» **Task details**:
Transcribe every record as it stands and set the images aside.

————————

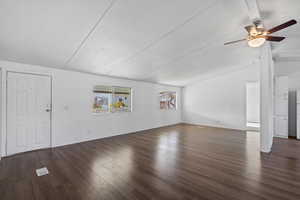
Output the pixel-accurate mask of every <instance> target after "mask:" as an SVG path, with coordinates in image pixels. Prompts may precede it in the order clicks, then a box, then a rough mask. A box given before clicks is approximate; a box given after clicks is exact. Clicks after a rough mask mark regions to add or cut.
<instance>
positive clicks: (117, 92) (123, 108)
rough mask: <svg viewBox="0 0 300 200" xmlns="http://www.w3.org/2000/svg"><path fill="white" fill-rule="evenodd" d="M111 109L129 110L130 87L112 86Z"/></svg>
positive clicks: (120, 111)
mask: <svg viewBox="0 0 300 200" xmlns="http://www.w3.org/2000/svg"><path fill="white" fill-rule="evenodd" d="M112 105H113V111H114V112H131V88H125V87H114V93H113V103H112Z"/></svg>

————————

» **Finished task**:
Output the pixel-accurate mask of every <instance> target after "mask:" as an SVG path, with coordinates in image pixels. Prompts may precede it in the order clicks, then a box, then a rough mask. A box given before clicks is approximate; a box given after clicks is exact. Clicks after a rough mask mark regions to add or cut.
<instance>
positive clicks: (117, 92) (123, 108)
rough mask: <svg viewBox="0 0 300 200" xmlns="http://www.w3.org/2000/svg"><path fill="white" fill-rule="evenodd" d="M111 109L129 110L130 87L112 86Z"/></svg>
positive clicks: (120, 111)
mask: <svg viewBox="0 0 300 200" xmlns="http://www.w3.org/2000/svg"><path fill="white" fill-rule="evenodd" d="M112 105H113V111H114V112H131V88H125V87H114V93H113V103H112Z"/></svg>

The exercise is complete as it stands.